— start of DATASET RECORDS —

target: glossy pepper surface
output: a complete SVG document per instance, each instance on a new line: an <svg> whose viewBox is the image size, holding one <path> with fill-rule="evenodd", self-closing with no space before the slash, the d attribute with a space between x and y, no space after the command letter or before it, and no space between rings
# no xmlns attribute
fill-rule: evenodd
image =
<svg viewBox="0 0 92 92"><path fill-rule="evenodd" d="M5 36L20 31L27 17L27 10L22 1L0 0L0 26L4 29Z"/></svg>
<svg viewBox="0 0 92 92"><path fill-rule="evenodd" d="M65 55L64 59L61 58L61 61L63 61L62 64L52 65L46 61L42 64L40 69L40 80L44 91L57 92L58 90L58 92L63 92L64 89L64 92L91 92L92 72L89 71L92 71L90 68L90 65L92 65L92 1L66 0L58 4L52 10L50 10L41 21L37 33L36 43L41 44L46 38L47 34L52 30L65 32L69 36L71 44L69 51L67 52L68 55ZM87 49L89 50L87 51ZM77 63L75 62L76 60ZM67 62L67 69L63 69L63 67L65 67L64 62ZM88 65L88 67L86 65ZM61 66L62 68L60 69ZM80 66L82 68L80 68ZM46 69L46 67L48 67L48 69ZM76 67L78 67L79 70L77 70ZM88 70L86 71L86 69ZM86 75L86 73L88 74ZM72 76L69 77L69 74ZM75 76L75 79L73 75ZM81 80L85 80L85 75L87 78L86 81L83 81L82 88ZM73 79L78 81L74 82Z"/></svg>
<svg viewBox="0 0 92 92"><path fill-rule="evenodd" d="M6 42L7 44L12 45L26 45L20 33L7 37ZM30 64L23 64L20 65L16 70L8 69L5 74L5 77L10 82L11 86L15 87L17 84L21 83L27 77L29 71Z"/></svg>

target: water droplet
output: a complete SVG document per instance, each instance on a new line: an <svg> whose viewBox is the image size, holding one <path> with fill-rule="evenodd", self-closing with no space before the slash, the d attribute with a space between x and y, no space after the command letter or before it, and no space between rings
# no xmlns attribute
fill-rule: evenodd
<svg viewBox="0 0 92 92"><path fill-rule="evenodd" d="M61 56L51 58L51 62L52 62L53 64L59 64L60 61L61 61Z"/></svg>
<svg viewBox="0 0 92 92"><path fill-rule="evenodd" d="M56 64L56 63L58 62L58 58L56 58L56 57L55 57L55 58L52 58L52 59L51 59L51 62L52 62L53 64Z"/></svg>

— end of DATASET RECORDS —

→ TASK BRIEF
Rewrite all of the material above as a numbered list, one line per item, omitting any blank lines.

→ EXERCISE ANSWER
1. target: glossy pepper surface
2. output: a complete SVG document per instance, each instance on a new line: an <svg> whose viewBox is the image size, holding one <path> with fill-rule="evenodd", self-closing with no space before the slash, the d attribute with a space between x and y, no space after the command letter or before it, and no space between rings
3. # no xmlns attribute
4. fill-rule: evenodd
5. image =
6. <svg viewBox="0 0 92 92"><path fill-rule="evenodd" d="M5 36L20 31L27 17L27 10L22 1L0 0L0 26L4 29Z"/></svg>
7. <svg viewBox="0 0 92 92"><path fill-rule="evenodd" d="M65 55L64 59L61 58L61 61L63 61L62 64L52 65L46 61L42 64L40 69L40 80L44 91L57 92L58 90L58 92L63 92L64 89L64 92L91 92L92 72L89 71L92 71L90 68L90 65L92 65L92 1L66 0L58 4L52 10L50 10L41 21L37 33L36 43L41 44L46 38L47 34L52 30L65 32L69 36L71 44L69 51L67 52L68 55ZM87 49L89 50L87 51ZM77 63L75 62L76 60ZM67 62L67 69L63 69L63 67L65 67L64 62ZM88 65L88 67L86 65ZM61 66L62 68L60 69ZM80 66L82 68L80 68ZM46 69L46 67L48 67L48 69ZM76 67L78 67L79 70L77 70ZM88 70L86 71L86 69ZM86 75L86 73L88 74ZM72 76L69 77L69 74ZM75 76L75 79L73 75ZM81 80L85 80L85 75L87 78L86 81L83 81L82 88ZM73 79L78 81L74 82Z"/></svg>
8. <svg viewBox="0 0 92 92"><path fill-rule="evenodd" d="M6 42L7 44L12 45L26 45L20 33L7 37ZM30 64L23 64L20 65L16 70L8 69L5 74L5 77L10 82L11 86L15 87L17 84L21 83L27 77L29 71Z"/></svg>
9. target: water droplet
10. output: a complete SVG document per instance, each instance on a new line: an <svg> whose viewBox is the image size, holding one <path> with fill-rule="evenodd", self-closing with no space before the slash, the d attribute with a space between x and y, no space after the command letter or before it, and no space between rings
11. # no xmlns attribute
12. fill-rule: evenodd
13. <svg viewBox="0 0 92 92"><path fill-rule="evenodd" d="M61 56L51 58L51 62L52 62L53 64L59 64L60 61L61 61Z"/></svg>
14. <svg viewBox="0 0 92 92"><path fill-rule="evenodd" d="M56 64L56 63L58 62L58 58L56 58L56 57L55 57L55 58L52 58L52 59L51 59L51 62L52 62L53 64Z"/></svg>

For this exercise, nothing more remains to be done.